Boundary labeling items
>>>

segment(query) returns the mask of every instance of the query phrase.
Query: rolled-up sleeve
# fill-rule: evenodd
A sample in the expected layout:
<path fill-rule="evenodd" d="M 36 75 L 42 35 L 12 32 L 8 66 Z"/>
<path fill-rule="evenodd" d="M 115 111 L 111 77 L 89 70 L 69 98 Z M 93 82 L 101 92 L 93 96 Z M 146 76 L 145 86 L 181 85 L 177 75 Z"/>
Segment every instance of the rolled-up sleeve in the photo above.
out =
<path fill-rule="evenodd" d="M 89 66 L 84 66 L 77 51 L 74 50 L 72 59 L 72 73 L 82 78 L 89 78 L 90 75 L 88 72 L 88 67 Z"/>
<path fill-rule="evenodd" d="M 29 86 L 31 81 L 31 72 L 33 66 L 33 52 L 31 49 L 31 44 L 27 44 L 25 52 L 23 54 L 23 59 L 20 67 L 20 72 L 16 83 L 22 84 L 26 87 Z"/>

<<<

# YOUR INSTRUCTIONS:
The whole listing above needs to be written out again exactly.

# COMPLETED EXERCISE:
segment(query) returns the mask of every instance of the query phrase.
Query: rolled-up sleeve
# fill-rule: evenodd
A sample in the expected layout:
<path fill-rule="evenodd" d="M 36 75 L 42 35 L 12 32 L 8 66 Z"/>
<path fill-rule="evenodd" d="M 115 111 L 111 77 L 89 70 L 69 98 Z M 93 82 L 101 92 L 93 96 Z M 146 76 L 145 86 L 181 85 L 177 75 Z"/>
Segment every instance of the rolled-up sleeve in the photo above.
out =
<path fill-rule="evenodd" d="M 89 66 L 84 66 L 77 51 L 74 50 L 72 59 L 72 73 L 82 78 L 89 78 L 90 75 L 88 72 L 88 67 Z"/>
<path fill-rule="evenodd" d="M 29 86 L 31 81 L 31 72 L 33 66 L 33 52 L 31 49 L 31 44 L 27 44 L 25 52 L 23 54 L 23 59 L 20 67 L 20 72 L 16 83 L 22 84 L 26 87 Z"/>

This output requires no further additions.